Coordinate annotation entries
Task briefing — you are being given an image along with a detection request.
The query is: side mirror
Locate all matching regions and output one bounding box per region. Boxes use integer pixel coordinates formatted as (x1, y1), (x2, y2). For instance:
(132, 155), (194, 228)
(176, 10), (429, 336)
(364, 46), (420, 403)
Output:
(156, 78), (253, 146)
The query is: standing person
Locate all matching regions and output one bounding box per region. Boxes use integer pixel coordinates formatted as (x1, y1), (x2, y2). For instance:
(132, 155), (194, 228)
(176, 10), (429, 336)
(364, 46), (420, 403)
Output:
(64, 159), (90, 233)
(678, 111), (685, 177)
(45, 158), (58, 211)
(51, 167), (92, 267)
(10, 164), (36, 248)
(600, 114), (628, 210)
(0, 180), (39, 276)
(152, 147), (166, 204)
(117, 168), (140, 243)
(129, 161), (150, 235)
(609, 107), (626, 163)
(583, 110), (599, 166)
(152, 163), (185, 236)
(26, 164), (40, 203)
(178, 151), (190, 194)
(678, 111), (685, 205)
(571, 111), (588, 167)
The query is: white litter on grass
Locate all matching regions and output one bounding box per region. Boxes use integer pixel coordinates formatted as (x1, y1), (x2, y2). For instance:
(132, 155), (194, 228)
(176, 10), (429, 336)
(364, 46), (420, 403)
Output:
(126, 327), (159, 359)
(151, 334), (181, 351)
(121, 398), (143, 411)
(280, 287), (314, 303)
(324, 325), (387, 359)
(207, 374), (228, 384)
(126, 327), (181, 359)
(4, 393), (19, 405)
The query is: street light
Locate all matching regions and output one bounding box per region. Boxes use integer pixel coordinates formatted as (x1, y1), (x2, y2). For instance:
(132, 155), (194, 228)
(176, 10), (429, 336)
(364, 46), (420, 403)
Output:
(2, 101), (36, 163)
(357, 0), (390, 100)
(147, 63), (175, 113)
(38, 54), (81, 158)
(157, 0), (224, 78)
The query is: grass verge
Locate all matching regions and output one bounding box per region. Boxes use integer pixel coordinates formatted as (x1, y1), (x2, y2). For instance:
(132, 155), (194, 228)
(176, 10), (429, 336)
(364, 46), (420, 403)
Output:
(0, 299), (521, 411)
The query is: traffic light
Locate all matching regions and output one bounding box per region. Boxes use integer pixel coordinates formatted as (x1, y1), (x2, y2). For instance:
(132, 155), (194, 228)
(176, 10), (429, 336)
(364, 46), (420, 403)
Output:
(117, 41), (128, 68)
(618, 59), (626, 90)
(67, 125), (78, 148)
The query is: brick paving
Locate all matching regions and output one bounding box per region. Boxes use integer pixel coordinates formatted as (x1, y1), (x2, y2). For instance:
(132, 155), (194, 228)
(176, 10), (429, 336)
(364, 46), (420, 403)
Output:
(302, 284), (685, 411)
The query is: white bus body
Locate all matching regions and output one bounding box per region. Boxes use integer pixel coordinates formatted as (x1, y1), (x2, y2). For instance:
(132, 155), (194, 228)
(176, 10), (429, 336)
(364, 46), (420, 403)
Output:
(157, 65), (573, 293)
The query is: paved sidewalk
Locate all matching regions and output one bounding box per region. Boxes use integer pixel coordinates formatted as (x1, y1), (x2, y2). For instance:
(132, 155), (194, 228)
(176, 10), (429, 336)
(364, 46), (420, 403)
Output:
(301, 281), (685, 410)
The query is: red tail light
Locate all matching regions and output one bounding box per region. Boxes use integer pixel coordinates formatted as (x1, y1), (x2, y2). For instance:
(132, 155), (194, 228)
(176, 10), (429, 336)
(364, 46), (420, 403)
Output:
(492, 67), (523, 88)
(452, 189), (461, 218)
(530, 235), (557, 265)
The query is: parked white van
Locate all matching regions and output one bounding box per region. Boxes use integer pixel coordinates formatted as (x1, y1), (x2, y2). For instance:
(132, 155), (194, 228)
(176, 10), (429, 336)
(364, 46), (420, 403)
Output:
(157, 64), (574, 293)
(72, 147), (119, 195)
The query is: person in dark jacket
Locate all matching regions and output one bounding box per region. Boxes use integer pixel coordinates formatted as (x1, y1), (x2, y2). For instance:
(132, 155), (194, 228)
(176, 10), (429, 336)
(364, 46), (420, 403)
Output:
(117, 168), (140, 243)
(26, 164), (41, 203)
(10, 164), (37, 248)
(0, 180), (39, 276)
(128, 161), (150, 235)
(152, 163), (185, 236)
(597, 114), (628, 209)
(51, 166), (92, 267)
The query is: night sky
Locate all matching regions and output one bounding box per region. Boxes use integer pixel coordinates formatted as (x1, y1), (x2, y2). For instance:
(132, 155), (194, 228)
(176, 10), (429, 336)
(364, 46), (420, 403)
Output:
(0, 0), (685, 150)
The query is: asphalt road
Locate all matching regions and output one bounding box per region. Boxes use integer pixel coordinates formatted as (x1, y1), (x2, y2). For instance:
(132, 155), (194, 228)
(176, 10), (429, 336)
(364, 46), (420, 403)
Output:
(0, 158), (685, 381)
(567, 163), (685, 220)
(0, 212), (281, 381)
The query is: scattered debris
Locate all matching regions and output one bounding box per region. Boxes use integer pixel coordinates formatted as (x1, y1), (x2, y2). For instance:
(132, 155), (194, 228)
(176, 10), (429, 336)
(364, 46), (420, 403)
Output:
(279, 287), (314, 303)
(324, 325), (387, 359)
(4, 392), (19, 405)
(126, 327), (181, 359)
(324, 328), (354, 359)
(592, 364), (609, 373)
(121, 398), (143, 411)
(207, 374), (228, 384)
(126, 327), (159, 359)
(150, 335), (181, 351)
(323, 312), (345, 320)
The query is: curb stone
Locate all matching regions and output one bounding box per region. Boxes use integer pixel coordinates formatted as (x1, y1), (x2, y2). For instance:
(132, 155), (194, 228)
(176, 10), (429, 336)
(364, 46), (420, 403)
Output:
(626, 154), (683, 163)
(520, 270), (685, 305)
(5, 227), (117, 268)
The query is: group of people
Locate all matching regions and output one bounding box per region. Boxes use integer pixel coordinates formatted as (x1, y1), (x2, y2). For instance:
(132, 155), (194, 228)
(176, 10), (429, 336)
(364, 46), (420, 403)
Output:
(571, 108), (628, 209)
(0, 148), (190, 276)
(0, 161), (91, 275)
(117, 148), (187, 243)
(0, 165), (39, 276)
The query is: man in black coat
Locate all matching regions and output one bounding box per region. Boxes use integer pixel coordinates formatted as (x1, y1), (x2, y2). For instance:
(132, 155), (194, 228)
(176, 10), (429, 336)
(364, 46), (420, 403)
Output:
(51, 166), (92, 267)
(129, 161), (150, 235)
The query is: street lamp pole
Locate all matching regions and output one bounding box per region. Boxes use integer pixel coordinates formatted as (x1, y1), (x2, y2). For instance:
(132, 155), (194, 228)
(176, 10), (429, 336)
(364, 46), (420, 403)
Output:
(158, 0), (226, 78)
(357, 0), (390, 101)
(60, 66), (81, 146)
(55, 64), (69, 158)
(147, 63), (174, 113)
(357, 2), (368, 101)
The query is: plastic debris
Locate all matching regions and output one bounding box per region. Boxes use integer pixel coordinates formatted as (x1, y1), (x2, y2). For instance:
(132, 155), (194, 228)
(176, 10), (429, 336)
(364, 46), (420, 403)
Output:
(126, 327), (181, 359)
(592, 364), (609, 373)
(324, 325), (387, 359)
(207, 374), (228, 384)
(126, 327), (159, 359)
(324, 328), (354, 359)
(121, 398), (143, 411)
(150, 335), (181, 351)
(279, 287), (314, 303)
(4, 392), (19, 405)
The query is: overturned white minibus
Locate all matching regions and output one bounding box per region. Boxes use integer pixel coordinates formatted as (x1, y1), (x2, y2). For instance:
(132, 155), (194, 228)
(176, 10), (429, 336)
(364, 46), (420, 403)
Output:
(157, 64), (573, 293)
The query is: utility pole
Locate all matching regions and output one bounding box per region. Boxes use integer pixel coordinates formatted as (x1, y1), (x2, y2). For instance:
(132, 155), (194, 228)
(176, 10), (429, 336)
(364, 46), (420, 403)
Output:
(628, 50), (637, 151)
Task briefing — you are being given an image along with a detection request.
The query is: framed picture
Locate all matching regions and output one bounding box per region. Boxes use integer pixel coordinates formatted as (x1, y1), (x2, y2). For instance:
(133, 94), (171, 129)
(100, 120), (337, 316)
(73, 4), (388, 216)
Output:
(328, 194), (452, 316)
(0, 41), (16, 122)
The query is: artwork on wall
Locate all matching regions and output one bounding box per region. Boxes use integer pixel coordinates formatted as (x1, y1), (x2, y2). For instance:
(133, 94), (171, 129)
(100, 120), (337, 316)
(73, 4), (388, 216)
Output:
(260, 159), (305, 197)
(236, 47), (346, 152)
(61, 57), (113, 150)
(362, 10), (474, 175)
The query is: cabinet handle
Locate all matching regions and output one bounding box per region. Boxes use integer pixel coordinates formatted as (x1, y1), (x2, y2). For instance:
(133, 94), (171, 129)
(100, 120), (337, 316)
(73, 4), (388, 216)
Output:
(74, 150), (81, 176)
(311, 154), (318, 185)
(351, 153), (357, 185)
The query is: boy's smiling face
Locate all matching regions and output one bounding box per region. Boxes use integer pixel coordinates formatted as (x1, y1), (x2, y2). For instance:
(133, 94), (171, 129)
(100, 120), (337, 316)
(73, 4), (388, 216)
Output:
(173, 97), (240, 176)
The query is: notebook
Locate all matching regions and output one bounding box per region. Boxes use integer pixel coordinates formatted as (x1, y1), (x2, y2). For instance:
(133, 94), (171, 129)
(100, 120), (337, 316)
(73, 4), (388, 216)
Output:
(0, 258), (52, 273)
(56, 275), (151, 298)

**TASK PROMPT:**
Rewrite the lines from the one with "The query is: utility pole" to the one with "(351, 153), (357, 185)", swapping "Locate" for "Find" and leaving everything else unchanged. Give only those lines.

**WORKED SOLUTION:**
The query is: utility pole
Find all matching regions and output one bounding box per region. Boxes use integer pixel coordinates formatted as (x1, y1), (x2, y2). For instance:
(132, 155), (194, 228)
(176, 10), (429, 336)
(364, 46), (420, 403)
Output:
(628, 50), (637, 151)
Task briefing — you are being given an image along with a detection request.
The query is: framed picture
Find all matching regions and output one bounding box per region. Boxes use integer pixel coordinates formatted as (x1, y1), (x2, y2). For instance:
(133, 94), (171, 129)
(100, 120), (337, 316)
(73, 4), (388, 216)
Output:
(328, 194), (452, 316)
(0, 41), (16, 122)
The query is: artwork on wall
Find all matching regions and output one bounding box per region. Boxes use integer pixel coordinates formatted as (x1, y1), (x2, y2). For instance:
(133, 94), (171, 129)
(100, 120), (337, 316)
(73, 4), (388, 216)
Output:
(260, 159), (305, 197)
(236, 47), (346, 152)
(61, 57), (113, 150)
(362, 10), (474, 175)
The query is: cabinet handle
Find all matching regions and output one bounding box per region. Boxes use integer pixel coordinates formatted as (x1, y1), (x2, y2). For instance:
(133, 94), (171, 129)
(100, 120), (337, 316)
(73, 4), (388, 216)
Output:
(74, 150), (81, 176)
(311, 154), (318, 185)
(351, 153), (357, 185)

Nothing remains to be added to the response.